:: Data rows ::
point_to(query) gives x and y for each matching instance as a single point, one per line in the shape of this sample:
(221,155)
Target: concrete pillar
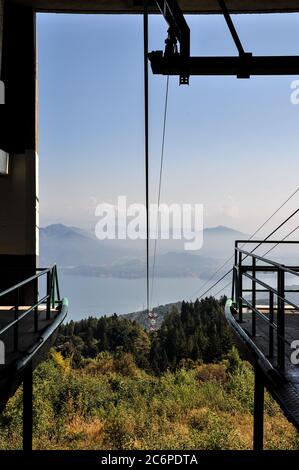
(18,137)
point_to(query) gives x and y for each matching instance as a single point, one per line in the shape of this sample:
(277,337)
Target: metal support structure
(253,297)
(231,27)
(271,319)
(280,320)
(258,415)
(27,408)
(16,317)
(48,314)
(238,66)
(178,30)
(240,288)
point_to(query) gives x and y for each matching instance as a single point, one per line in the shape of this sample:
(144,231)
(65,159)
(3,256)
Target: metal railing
(50,300)
(273,314)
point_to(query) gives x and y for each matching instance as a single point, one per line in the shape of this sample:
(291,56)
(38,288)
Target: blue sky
(222,133)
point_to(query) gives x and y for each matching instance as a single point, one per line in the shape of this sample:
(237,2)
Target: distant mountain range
(79,252)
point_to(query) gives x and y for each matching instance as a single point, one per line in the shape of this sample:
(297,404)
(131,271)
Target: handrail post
(234,286)
(253,298)
(271,319)
(57,284)
(16,316)
(258,416)
(281,319)
(240,288)
(27,409)
(48,314)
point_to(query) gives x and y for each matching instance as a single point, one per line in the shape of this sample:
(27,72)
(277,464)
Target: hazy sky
(231,144)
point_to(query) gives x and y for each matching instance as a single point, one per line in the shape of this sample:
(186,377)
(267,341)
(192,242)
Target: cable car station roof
(136,6)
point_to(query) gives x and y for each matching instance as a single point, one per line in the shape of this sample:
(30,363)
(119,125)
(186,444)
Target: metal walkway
(27,331)
(268,331)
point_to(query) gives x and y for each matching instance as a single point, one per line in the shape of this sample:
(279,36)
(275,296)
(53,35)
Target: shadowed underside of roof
(135,6)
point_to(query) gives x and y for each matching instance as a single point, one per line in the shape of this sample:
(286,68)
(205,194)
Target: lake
(105,296)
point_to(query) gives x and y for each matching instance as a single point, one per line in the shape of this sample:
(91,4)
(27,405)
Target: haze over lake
(105,296)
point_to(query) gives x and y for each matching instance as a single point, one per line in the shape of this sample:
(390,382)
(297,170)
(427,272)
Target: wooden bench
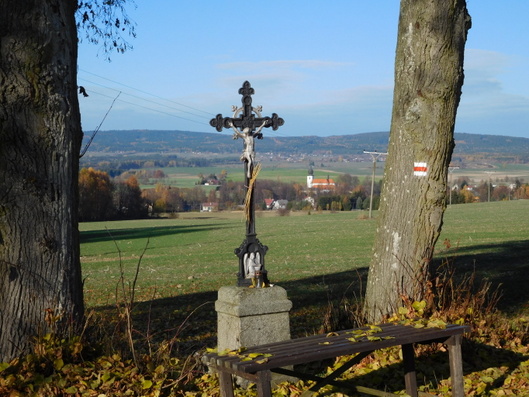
(256,363)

:: What you will do ::
Transcribe all the data word for word; the images stay out.

:: Right answer ::
point_to(query) gives x and y for each matching instance as a single point, one per line in the shape of this sample:
(221,155)
Target: concrete pillar
(18,137)
point_to(query) gives x and y for each matching instance as a single point, one per line in the shape of this sample:
(277,337)
Target: metal support structure
(253,297)
(231,27)
(271,319)
(280,320)
(258,415)
(27,408)
(16,317)
(48,314)
(238,66)
(178,30)
(240,288)
point_to(query) gives x and y for each matching instance as a single point, one per line in the shape of this sample:
(144,231)
(65,159)
(3,256)
Target: metal railing
(50,300)
(273,314)
point_to(query) gives x and y for each matching instance as a single point, one per line in the shape of this sample:
(291,56)
(38,288)
Target: blue sky
(222,133)
point_to(query) gives x and y for each matching instance as a single point, one per line in the shape of this sample:
(237,2)
Target: distant mountain range
(79,252)
point_to(query) gives x and y for each matching instance as a single point, one per line in the shape of this sample:
(297,404)
(131,271)
Target: handrail post
(234,286)
(253,298)
(271,319)
(57,284)
(16,316)
(258,416)
(281,319)
(240,288)
(27,409)
(48,314)
point_to(query) gives x and y for each matching instance as a single point, one per line in the shape of this sample:
(27,72)
(277,464)
Target: hazy sky
(231,144)
point_to(query) gives x and y for each matching instance as a single point, one per line in the shape of this sample:
(186,377)
(267,341)
(192,242)
Target: cable car station roof
(136,6)
point_to(query) gives x and y for each matching instance as a single point, one per line in the shape of this sample:
(30,363)
(119,125)
(186,444)
Target: metal walkway
(27,331)
(268,331)
point_to(query) gives x and y for each matching instance as a single point, one per line in the shape of this sample:
(279,36)
(275,296)
(53,35)
Target: shadowed underside of roof
(135,6)
point_to(query) gives x and y for each matching instance as a single point, one per line in the shape of this sample:
(286,68)
(205,194)
Target: lake
(105,296)
point_to(query) gives x and y for each matching instance as a single point, one per line in the shape of this sample:
(91,4)
(27,405)
Target: haze over lake
(105,296)
point_to(query) gives x and y for each matching instance as a single point, one per line in the shape of this sample:
(390,382)
(297,170)
(427,272)
Target: wooden bench
(256,363)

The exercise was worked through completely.